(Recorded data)

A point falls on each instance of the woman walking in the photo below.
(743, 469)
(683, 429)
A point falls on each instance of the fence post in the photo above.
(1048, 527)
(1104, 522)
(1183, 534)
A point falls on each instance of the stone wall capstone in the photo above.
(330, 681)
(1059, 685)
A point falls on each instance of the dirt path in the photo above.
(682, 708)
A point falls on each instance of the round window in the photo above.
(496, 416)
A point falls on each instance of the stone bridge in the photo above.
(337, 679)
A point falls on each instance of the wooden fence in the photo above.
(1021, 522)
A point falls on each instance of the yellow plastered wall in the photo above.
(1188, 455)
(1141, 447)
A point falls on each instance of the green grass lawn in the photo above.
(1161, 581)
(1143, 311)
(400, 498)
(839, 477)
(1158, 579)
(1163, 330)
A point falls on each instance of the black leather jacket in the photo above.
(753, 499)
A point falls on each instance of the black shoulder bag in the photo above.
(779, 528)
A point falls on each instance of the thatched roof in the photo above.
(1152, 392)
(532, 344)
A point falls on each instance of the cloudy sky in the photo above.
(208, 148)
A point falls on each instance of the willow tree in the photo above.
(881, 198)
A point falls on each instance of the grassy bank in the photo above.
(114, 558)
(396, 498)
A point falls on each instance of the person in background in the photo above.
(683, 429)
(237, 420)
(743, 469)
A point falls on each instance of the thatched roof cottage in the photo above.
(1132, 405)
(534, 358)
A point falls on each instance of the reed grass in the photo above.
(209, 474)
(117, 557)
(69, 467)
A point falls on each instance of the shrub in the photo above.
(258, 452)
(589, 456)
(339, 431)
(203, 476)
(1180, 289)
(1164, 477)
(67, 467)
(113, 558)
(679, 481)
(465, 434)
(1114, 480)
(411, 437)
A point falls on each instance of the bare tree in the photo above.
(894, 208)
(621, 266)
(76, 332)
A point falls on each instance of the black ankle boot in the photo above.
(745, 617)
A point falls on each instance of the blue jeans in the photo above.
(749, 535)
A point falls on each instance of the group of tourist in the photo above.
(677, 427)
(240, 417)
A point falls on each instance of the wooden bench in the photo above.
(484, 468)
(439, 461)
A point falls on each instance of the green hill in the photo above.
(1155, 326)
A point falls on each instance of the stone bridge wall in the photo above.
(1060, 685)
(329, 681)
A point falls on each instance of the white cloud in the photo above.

==

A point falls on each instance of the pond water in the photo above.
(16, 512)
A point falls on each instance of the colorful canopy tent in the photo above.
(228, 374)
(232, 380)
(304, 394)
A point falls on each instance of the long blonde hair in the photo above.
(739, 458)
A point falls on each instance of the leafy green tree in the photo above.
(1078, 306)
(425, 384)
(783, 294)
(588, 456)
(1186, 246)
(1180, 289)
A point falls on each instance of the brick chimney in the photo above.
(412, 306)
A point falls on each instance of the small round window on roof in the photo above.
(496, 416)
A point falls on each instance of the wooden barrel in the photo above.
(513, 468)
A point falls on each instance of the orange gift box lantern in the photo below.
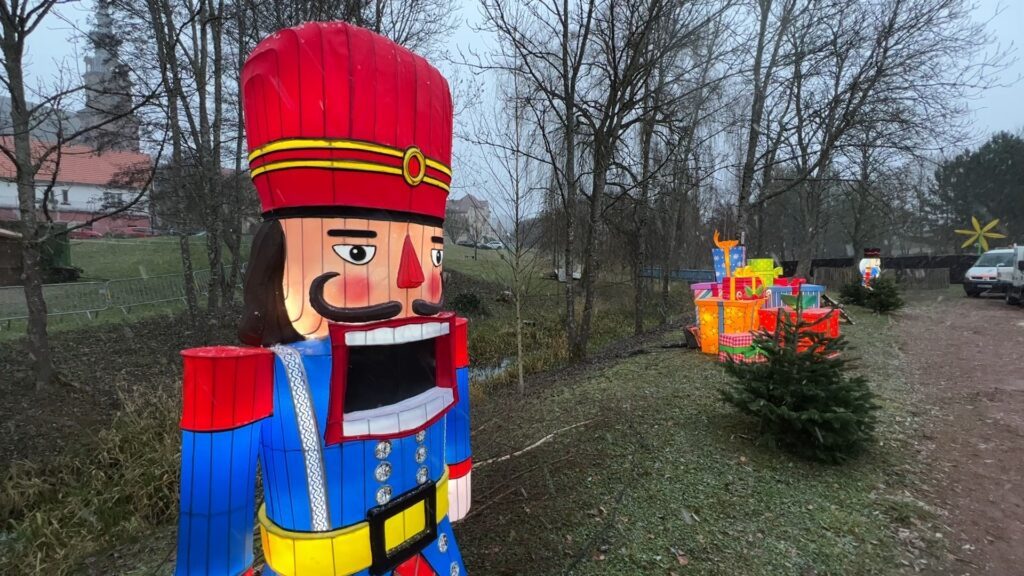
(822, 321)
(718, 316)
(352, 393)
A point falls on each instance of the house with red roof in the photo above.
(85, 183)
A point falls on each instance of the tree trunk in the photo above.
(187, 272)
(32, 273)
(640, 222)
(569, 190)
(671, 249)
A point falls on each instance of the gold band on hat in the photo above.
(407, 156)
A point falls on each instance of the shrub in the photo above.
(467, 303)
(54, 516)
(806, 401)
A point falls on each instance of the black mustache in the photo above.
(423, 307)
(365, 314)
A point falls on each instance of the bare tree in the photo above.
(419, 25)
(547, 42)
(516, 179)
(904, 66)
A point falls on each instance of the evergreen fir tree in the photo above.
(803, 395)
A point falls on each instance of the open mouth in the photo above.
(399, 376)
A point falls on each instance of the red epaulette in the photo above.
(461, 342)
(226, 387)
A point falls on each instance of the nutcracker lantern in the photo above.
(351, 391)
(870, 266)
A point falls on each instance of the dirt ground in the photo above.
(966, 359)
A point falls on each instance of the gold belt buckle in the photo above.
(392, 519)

**Work to do:**
Please repeat the records from the line containing "A point falls on each instance of the green hill" through the line containing "A point falls on each instance of the white", inclusive, without altering anything.

**Problem solution:**
A point falls on each instance of the green hill in the photo above.
(1155, 326)
A point falls on each instance of the stone bridge wall in the photo above.
(1060, 685)
(329, 681)
A point falls on each instance of the white cloud in the photo above.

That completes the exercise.